**TASK 1:**
Pick out every line of the records that contains the string "rule", and copy each such line in full.

**TEXT:**
--- --- ---
The Methodist Episcopal Church, South (MEC, S; also Methodist Episcopal Church South) was the American Methodist denomination resulting from the 19th-century split over the issue of slavery in the Methodist Episcopal Church (MEC). Disagreement on this issue had been increasing in strength for decades between churches of the Northern and Southern United States; in 1845 it resulted in a schism at the General Conference of the MEC held in Louisville, Kentucky.

This body maintained its own polity for nearly 100 years until the formation in 1939 of the Methodist Church, uniting the Methodist Episcopal Church, South, with the older Methodist Episcopal Church and much of the Methodist Protestant Church, which had separated from Methodist Episcopal Church in 1828. The Methodist Church in turn merged in 1968 with the Evangelical United Brethren Church to form the United Methodist Church, now one of the largest and most widely spread Christian denominations in America.
--- --- ---
**RECORDED INFORMATION:**
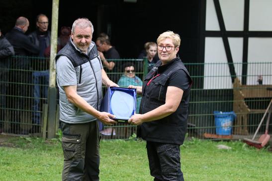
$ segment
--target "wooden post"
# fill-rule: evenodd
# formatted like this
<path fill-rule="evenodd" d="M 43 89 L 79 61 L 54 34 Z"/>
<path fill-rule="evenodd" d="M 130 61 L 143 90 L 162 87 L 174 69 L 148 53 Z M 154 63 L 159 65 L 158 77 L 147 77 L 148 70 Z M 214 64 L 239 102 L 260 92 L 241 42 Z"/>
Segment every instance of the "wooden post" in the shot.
--- --- ---
**TASK 2:**
Reproduce the entire passage on the Methodist Episcopal Church, South, word for word.

**RESULT 1:**
# fill-rule: evenodd
<path fill-rule="evenodd" d="M 43 89 L 79 61 L 54 34 Z"/>
<path fill-rule="evenodd" d="M 130 61 L 143 90 L 162 87 L 174 69 L 148 53 Z M 154 63 L 159 65 L 158 77 L 147 77 L 148 70 Z M 214 64 L 239 102 L 260 92 L 241 42 Z"/>

**RESULT 2:**
The Methodist Episcopal Church, South (MEC, S; also Methodist Episcopal Church South) was the American Methodist denomination resulting from the 19th-century split over the issue of slavery in the Methodist Episcopal Church (MEC). Disagreement on this issue had been increasing in strength for decades between churches of the Northern and Southern United States; in 1845 it resulted in a schism at the General Conference of the MEC held in Louisville, Kentucky.

This body maintained its own polity for nearly 100 years until the formation in 1939 of the Methodist Church, uniting the Methodist Episcopal Church, South, with the older Methodist Episcopal Church and much of the Methodist Protestant Church, which had separated from Methodist Episcopal Church in 1828. The Methodist Church in turn merged in 1968 with the Evangelical United Brethren Church to form the United Methodist Church, now one of the largest and most widely spread Christian denominations in America.